In the passage about the old wine-merchant neighbor, in whose guard had Mr. D served?

_SOURCE TEXT_:

----

When a boy of ten years of age, I lived in a small town in Westphalia. Our neighbour opposite was an old gentleman, who was a wine-merchant. He had served in the Swiss guard of Louis XVI., and had been one of the defenders of the Tuileries and of the Royal family at the outbreak of the first French revolution in 1789. He was what is called a "pious" man, as punctual and regular as a clockwork and precisely at the same time every morning we saw his tall, straight, and soldierly figure, with the well-powdered pigtail, like a relic of bygone days, turning round the corner on his way to the church close by, to attend mass. Mr. D was held in general esteem by all his townsmen, on account of his unimpeachable honesty, and natural kindness, and amiability, and lived in peace with all, except one — his only son. For, alas! Mr. D.'s "virtue" was his weakness, and thus had become his sin. Like his unfortunate late royal master, his kindness was not combined with the firmness so necessary in the training of boys. Engelbert, his son, consequently, soon became the terror of the neighbourhood, and the daily plague of his father's life, and of the faithful old servant, who lived with them. At the time I saw him, he was a young man of about twenty years, and had just returned from one of his carousing and revelling rambles to the towns and villages in the neighbourhood.

----

_EXTRACTED INFORMATION_:
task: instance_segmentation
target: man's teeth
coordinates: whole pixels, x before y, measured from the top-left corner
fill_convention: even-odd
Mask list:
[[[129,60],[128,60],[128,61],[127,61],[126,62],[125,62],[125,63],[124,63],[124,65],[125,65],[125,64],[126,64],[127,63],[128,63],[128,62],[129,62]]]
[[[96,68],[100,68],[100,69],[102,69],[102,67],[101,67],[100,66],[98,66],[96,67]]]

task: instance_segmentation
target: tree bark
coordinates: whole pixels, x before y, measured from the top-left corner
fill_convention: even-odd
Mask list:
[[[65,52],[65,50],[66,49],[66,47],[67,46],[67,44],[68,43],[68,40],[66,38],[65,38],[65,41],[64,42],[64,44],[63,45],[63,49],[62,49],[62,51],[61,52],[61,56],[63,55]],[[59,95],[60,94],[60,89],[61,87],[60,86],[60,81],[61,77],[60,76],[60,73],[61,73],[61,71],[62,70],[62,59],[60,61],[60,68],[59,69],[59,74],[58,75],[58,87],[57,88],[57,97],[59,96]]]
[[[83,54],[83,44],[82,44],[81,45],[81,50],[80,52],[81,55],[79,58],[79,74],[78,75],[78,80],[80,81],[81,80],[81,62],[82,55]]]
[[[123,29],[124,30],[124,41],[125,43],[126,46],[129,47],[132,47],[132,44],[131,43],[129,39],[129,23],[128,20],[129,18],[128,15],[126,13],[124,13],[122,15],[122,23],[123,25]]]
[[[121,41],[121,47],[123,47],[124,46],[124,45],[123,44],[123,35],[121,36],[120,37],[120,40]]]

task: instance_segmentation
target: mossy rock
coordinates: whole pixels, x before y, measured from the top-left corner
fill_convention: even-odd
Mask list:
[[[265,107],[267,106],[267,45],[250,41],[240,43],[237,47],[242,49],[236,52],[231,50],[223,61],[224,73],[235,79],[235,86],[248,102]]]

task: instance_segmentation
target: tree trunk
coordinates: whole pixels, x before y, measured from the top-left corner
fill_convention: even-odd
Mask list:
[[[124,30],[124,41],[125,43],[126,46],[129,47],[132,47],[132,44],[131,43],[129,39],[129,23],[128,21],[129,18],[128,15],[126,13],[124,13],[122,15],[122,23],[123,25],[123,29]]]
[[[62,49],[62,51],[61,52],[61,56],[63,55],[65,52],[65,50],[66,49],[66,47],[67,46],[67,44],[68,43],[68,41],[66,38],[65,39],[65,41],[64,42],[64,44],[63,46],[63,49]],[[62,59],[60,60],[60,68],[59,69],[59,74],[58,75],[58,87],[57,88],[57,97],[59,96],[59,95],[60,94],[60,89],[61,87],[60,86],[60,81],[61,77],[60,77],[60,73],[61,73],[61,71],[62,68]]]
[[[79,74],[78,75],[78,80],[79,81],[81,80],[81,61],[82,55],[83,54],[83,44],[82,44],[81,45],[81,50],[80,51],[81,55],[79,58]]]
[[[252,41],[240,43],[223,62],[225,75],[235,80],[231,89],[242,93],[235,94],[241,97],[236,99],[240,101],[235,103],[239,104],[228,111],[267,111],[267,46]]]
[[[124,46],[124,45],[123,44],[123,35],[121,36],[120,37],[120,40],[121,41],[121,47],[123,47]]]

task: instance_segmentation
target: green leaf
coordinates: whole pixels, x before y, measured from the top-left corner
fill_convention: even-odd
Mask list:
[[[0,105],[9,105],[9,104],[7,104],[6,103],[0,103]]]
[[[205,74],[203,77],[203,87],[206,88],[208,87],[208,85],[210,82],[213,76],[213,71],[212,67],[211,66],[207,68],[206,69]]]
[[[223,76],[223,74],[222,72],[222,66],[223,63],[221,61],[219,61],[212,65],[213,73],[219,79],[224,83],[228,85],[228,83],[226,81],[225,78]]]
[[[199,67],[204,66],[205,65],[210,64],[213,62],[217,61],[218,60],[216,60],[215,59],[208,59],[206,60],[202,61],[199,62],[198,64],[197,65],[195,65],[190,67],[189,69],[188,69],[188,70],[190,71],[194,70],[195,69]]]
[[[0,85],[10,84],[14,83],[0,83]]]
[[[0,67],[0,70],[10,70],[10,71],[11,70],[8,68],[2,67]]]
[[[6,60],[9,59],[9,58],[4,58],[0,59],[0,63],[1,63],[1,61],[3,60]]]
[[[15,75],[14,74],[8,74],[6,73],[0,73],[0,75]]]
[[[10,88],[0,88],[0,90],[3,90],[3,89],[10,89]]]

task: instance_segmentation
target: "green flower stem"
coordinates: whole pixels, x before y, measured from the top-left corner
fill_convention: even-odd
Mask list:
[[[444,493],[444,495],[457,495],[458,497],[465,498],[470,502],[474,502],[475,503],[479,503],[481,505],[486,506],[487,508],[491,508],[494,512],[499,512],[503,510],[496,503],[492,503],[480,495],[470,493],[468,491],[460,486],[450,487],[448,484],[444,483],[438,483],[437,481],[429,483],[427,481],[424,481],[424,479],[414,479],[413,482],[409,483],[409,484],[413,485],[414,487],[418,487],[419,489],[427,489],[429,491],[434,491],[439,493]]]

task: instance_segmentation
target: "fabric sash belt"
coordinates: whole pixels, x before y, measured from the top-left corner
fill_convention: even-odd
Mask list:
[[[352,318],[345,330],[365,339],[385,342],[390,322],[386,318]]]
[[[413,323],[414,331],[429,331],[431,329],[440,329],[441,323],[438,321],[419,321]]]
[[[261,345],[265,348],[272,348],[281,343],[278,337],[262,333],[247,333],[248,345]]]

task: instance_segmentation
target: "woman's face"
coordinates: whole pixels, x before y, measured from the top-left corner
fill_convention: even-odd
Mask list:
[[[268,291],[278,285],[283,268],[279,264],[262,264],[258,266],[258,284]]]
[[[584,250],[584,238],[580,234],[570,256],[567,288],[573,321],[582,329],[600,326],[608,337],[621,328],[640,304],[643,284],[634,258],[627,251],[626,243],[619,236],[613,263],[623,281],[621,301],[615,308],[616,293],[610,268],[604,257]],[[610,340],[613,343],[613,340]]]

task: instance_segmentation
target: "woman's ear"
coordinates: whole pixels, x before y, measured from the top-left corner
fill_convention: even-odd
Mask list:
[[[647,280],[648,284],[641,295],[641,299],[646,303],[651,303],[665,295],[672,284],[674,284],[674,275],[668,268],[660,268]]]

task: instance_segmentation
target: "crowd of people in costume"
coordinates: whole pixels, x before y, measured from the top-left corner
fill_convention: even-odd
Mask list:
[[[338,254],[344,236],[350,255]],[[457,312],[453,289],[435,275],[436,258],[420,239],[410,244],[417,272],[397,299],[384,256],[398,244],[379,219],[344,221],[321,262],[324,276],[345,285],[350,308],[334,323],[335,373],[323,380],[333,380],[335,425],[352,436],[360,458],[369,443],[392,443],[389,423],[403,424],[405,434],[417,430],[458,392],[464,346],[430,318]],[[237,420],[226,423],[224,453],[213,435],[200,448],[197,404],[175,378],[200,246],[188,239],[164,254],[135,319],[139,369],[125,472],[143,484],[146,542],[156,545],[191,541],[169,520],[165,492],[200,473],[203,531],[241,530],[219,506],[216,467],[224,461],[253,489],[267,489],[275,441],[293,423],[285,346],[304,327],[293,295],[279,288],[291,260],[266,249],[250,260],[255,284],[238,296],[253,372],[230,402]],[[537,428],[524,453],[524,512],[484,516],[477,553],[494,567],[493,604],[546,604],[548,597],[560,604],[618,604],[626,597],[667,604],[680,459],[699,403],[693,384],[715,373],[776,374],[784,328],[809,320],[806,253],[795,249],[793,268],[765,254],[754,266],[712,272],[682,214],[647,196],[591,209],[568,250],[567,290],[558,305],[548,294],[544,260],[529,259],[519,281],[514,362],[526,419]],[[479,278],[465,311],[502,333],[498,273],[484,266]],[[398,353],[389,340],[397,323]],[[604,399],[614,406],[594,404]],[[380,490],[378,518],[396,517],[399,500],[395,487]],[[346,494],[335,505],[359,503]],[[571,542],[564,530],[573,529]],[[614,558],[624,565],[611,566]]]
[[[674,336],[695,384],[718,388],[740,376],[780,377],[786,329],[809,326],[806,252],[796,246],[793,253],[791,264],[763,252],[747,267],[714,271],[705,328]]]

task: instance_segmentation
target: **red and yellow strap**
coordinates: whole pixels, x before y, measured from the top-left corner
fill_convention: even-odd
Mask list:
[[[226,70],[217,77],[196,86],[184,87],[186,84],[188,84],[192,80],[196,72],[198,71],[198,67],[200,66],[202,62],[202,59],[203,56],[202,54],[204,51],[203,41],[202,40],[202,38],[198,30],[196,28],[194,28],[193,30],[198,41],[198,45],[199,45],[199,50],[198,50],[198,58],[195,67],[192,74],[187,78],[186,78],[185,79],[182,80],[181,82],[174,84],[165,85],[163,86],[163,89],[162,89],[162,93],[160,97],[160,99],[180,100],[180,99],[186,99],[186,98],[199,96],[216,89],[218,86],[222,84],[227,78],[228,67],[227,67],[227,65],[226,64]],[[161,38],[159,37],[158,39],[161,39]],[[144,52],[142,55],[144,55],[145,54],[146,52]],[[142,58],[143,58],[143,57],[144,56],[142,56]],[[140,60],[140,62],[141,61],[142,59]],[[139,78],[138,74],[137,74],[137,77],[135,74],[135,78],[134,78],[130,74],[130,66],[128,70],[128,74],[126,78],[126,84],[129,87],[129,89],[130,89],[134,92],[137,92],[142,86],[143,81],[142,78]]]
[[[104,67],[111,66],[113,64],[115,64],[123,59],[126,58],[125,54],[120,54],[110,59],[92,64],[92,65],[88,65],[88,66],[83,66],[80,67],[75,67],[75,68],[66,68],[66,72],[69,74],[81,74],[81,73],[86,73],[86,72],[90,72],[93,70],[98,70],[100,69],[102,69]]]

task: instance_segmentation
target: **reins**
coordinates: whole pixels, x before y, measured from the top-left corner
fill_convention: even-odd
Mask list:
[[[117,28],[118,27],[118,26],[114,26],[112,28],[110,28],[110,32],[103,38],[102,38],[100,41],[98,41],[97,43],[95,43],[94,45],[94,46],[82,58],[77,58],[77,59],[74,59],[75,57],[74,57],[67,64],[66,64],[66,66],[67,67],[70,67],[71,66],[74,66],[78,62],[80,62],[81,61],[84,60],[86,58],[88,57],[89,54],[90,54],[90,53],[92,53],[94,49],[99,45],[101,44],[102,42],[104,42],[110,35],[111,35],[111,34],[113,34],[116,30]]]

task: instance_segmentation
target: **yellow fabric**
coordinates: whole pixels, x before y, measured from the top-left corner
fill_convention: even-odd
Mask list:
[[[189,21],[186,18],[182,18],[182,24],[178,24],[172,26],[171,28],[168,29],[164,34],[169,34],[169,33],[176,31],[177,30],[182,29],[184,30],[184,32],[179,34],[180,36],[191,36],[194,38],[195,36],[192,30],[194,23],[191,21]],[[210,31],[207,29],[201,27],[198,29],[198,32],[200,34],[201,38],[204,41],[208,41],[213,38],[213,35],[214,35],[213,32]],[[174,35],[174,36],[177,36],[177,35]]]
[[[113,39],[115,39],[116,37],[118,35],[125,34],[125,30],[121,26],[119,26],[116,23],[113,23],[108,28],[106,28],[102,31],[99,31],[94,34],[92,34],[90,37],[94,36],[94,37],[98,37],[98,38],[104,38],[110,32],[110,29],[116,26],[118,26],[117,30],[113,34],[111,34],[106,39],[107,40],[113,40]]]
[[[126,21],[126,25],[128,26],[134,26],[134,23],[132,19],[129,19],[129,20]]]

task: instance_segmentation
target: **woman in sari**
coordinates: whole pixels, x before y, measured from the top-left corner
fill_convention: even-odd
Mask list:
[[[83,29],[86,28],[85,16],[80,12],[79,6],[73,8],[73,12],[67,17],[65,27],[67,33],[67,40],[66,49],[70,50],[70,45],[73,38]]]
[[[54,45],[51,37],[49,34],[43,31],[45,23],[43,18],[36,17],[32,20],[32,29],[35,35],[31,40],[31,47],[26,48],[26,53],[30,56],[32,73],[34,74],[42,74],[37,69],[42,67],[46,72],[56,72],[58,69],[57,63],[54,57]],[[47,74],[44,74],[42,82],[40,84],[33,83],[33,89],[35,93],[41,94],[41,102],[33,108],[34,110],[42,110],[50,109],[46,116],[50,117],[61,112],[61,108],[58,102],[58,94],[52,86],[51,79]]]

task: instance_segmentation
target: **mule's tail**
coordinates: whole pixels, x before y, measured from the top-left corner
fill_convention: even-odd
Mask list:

----

_ANSWER SECTION_: The Swiss guard of Louis XVI.